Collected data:
(begin)

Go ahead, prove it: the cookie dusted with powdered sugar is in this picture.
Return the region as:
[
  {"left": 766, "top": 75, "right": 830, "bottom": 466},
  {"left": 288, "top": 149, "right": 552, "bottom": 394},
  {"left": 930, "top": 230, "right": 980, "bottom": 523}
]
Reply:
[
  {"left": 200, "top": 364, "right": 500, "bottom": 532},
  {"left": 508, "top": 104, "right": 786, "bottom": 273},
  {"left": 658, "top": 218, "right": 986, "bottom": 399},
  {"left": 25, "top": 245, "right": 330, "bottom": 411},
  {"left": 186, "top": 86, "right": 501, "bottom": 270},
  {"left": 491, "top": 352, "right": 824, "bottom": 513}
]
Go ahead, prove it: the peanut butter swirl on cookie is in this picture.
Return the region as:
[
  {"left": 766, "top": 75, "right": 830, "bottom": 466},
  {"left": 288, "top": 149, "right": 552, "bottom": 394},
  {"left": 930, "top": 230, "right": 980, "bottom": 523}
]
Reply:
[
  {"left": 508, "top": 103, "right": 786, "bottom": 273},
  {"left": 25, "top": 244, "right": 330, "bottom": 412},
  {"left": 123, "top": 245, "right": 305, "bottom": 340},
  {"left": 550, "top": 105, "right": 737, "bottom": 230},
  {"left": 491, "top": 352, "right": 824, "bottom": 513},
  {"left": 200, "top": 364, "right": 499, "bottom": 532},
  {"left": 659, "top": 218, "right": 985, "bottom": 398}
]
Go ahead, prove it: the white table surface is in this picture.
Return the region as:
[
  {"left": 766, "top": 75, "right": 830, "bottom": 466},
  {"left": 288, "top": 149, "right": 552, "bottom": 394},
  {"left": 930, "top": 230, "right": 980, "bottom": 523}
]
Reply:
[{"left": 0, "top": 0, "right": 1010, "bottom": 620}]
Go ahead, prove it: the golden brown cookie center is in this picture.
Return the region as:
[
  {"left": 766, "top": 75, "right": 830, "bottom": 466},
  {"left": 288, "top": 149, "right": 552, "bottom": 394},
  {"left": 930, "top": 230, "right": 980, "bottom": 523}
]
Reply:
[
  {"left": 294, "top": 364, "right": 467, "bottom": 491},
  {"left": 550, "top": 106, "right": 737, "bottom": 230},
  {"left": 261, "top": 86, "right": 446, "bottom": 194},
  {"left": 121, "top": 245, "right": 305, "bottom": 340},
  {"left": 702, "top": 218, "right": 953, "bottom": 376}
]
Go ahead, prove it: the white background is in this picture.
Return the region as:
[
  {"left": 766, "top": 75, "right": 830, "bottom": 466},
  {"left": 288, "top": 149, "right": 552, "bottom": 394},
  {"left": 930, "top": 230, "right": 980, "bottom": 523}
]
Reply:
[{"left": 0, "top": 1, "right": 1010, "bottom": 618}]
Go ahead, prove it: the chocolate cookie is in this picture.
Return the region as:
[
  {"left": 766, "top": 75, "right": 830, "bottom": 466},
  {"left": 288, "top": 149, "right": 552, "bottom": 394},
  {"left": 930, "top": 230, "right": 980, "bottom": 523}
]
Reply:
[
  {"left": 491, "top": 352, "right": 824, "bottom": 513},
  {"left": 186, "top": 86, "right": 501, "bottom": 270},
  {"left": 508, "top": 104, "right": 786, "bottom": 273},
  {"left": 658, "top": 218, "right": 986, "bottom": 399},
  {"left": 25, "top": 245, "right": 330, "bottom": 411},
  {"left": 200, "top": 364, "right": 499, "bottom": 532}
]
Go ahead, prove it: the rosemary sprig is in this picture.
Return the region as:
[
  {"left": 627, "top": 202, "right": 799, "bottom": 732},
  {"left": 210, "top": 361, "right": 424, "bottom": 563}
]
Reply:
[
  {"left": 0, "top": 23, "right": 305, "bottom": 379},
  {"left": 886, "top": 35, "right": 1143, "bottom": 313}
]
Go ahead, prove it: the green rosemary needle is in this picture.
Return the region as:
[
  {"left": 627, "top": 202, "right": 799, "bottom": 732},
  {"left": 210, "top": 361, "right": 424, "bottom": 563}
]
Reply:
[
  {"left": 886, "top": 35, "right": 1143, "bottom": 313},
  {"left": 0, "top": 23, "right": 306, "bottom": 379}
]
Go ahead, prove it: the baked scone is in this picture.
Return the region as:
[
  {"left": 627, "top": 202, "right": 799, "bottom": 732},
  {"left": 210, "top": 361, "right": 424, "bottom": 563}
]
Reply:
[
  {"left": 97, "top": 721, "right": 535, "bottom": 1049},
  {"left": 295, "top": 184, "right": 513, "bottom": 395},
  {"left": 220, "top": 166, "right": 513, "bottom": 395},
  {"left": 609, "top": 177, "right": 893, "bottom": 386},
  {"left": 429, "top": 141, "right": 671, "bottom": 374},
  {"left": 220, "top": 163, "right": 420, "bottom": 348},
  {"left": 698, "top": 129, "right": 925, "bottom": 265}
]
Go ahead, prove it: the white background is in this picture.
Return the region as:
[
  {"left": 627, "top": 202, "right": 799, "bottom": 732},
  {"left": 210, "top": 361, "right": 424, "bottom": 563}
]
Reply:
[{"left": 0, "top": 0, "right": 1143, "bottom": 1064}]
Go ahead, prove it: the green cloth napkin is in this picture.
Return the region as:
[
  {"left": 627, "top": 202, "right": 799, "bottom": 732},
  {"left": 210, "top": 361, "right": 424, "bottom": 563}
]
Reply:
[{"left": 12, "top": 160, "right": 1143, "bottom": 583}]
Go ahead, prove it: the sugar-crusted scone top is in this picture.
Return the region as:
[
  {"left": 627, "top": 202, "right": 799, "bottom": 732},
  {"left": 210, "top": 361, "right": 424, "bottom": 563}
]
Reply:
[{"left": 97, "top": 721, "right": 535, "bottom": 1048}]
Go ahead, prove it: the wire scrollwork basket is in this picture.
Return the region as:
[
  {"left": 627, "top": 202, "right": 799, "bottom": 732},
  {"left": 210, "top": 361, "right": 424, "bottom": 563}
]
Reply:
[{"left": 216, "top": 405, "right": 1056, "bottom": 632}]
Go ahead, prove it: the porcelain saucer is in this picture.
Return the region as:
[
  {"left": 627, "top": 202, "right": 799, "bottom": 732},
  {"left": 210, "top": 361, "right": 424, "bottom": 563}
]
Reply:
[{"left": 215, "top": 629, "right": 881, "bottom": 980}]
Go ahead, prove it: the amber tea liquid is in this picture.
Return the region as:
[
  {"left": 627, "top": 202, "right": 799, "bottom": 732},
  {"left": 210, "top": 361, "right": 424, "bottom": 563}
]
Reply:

(end)

What you will do: Count the lines of the listing above that contain the word "green" and give only that number.

Task result: 2